[What the task requires]:
Which lines of the material below contain the string "road"? Return each one in full.

[Task input]:
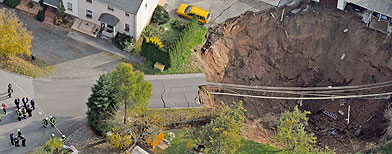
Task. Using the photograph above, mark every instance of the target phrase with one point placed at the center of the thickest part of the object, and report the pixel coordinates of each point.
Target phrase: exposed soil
(253, 49)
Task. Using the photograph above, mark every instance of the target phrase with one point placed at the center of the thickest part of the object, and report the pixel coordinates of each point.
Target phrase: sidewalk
(103, 45)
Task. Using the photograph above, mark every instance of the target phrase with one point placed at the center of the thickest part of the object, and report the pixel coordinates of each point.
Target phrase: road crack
(162, 94)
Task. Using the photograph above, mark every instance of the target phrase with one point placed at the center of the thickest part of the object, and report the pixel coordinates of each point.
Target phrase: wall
(144, 14)
(98, 8)
(341, 4)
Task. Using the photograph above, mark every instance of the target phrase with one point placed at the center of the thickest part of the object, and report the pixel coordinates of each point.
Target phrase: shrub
(40, 16)
(101, 105)
(121, 142)
(152, 50)
(160, 15)
(52, 144)
(12, 3)
(178, 24)
(31, 4)
(124, 42)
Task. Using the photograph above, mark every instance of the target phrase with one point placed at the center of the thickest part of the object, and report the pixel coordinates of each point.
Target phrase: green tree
(160, 15)
(101, 105)
(222, 134)
(291, 132)
(131, 90)
(15, 39)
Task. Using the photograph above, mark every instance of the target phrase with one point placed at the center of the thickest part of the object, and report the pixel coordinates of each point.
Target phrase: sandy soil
(253, 49)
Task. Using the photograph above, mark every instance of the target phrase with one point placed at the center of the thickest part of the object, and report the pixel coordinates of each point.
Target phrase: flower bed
(24, 6)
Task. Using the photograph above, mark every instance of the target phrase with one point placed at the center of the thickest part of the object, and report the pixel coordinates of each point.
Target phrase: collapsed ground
(305, 50)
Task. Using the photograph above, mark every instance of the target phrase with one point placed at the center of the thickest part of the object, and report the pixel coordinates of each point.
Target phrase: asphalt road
(65, 100)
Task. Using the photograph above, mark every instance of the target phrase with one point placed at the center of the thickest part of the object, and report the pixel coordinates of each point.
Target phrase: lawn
(187, 135)
(23, 65)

[Correct output]:
Target phrase: road crack
Target phrase: asphalt road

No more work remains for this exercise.